**Description of the task:**
Below is a block of records; return all of them exactly, but without the images.

**Data excerpts:**

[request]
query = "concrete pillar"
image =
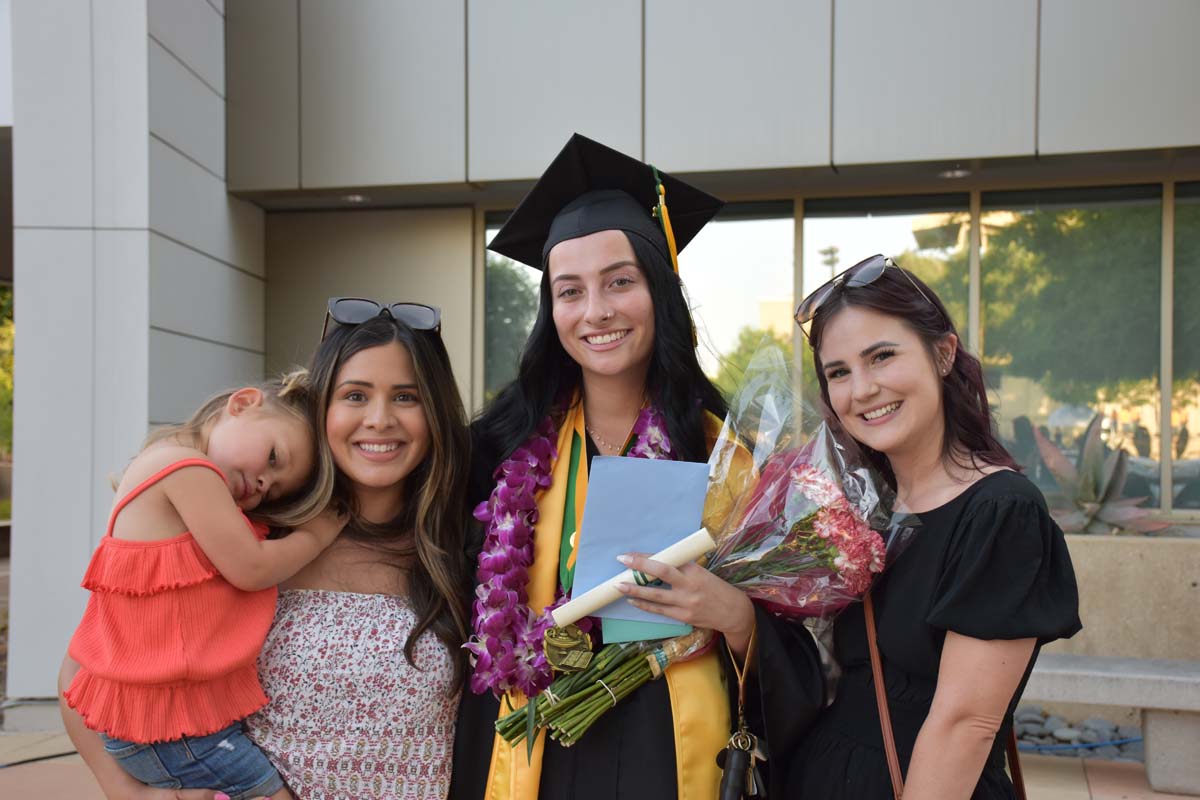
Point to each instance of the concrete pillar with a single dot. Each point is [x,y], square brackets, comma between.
[138,281]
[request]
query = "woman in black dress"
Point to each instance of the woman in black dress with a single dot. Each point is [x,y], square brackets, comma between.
[987,581]
[613,340]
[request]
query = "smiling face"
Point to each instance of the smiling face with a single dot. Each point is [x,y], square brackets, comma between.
[601,304]
[376,422]
[264,452]
[883,384]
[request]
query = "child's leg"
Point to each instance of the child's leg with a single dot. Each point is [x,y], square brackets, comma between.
[228,762]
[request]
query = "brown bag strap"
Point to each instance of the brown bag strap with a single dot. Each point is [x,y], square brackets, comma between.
[881,701]
[1014,765]
[889,743]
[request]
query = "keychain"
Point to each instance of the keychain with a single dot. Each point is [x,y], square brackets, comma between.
[741,776]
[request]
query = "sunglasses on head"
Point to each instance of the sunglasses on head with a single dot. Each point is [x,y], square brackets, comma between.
[863,274]
[355,311]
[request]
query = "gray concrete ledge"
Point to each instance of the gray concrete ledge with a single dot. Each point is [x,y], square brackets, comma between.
[1138,683]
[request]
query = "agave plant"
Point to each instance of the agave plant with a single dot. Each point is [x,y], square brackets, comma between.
[1093,487]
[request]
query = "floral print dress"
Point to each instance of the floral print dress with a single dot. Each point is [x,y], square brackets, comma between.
[348,715]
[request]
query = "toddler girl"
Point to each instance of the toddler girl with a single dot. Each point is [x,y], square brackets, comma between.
[184,591]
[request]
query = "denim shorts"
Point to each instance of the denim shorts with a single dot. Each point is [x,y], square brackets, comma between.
[223,762]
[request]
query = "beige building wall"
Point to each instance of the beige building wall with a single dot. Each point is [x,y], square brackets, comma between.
[394,256]
[139,282]
[382,92]
[207,266]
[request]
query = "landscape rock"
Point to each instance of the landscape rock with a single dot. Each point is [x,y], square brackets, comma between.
[1067,734]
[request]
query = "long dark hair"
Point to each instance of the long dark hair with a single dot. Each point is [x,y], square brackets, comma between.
[547,374]
[427,539]
[970,432]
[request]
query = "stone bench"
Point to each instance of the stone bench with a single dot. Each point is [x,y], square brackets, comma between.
[1168,692]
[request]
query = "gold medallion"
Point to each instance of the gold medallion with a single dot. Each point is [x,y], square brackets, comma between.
[568,649]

**Response:**
[request]
query = "concrete pillar"
image =
Point to each instance of the concrete pillar with a single dot. Each point is [x,y], square brackets, comma between.
[138,281]
[request]
query = "woman in black dress"
Point to each instance of the woman in black dress with a single dot. Each point is [x,y], square brackets, comma between.
[987,581]
[613,340]
[request]
query = "smiling face"
Point to each instance of the smiling face with a single dot. Each point is [x,y], square brackets, comma between.
[601,304]
[376,422]
[264,452]
[883,384]
[request]
query = "child's leg"
Point to each instance of the child's leg with a single dot. Each point is [x,y], square brackets, comma between.
[228,762]
[request]
query = "brown bag strap"
Point to each instance of the brown bag strap with a single dot. Each point is [x,y], square brackets, comma between.
[881,701]
[1014,765]
[889,743]
[request]
query = "keychain"
Point to each instance of the keychain with a single dot. Each point is [x,y], square brackets, comma between.
[741,776]
[request]
query = "sunglasses on head"
Point to each instance of the sunglasses on head with a single dot. Each point is [x,y], square brackets, comma between.
[863,274]
[355,311]
[request]
query = "gray concrete ledge"
Point to each instance of the gray concrete ledge with a single dot. Each point is [x,y], square brackets, comma between.
[1138,683]
[request]
query = "agave plant"
Point to each instance of the agave plant with a single dot. Each point is [x,y], square brackets, comma between.
[1093,487]
[request]
query = "floral print dress"
Point to each instance of the floral print dress with a single dot. Each point is [x,y], square brackets, comma between.
[348,715]
[request]
query = "toddler girl"
Point to each instance of the toddler girl with a single dot. Each point is [x,y], square brackets, comma between.
[184,591]
[request]
query = "denim shorts"
Point to each instance of the denim shorts with a single dot. Each point is [x,y], square brackets, comma between.
[223,762]
[request]
query = "beige building wall"
Point to each instance of the beige building wall with a single dot. Each point is [x,y], square brackets, comma between.
[394,256]
[139,282]
[382,92]
[207,266]
[request]
query = "landscape rock"
Point to each instance of the landscape rock with a single dot. Each point is [x,y], square brackets, comma between.
[1067,734]
[request]
query = "long dark hair"
Point to each instance of the long dark hair with a single dot. Each point is [x,y], square brackets, comma between.
[547,374]
[427,539]
[970,432]
[request]
query = "stone bench"
Point to each instance of the stone bench with a single dot. Each point is [x,y], square brackets, comma between.
[1168,692]
[request]
query = "gold medallion"
Point to each instance of the gold medallion with a single dot. Each point is [x,y], square brackets, comma between.
[568,649]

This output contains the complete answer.